───── WORKING DATA

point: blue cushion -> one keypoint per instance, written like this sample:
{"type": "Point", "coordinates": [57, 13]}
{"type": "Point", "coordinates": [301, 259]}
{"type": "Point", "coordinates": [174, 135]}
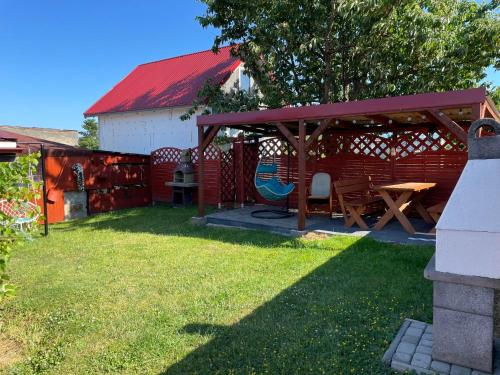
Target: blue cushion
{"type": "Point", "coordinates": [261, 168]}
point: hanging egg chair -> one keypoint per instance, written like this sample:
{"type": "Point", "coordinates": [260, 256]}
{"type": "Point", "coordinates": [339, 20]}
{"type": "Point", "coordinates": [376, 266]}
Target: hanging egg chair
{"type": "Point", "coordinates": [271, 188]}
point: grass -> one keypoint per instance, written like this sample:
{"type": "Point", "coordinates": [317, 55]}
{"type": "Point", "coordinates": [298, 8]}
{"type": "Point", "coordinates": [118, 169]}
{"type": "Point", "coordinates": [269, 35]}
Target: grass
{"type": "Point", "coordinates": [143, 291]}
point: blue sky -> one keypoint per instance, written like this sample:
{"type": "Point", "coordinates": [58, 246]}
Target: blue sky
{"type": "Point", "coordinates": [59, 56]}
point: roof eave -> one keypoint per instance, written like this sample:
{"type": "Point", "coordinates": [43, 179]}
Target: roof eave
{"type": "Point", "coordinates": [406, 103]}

──────────
───── WORKING DATA

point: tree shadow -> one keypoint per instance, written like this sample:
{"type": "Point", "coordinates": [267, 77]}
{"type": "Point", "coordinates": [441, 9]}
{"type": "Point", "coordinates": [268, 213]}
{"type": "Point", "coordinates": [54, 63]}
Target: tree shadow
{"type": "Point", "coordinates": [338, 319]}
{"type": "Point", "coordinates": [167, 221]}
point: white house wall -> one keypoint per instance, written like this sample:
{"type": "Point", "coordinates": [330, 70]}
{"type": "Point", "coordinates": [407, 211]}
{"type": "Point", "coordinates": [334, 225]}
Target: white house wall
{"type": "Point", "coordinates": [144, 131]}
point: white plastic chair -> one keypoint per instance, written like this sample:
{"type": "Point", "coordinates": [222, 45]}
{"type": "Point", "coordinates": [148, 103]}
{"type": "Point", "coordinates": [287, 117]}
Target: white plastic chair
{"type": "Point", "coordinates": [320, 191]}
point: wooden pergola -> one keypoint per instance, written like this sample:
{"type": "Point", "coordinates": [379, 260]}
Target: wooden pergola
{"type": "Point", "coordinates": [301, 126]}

──────────

WORK TO DO » Show every line of the data above that contains the word "eave".

OUTPUT BELOW »
point: roof eave -> one keypoint per instance, written like this sample:
Target: roof eave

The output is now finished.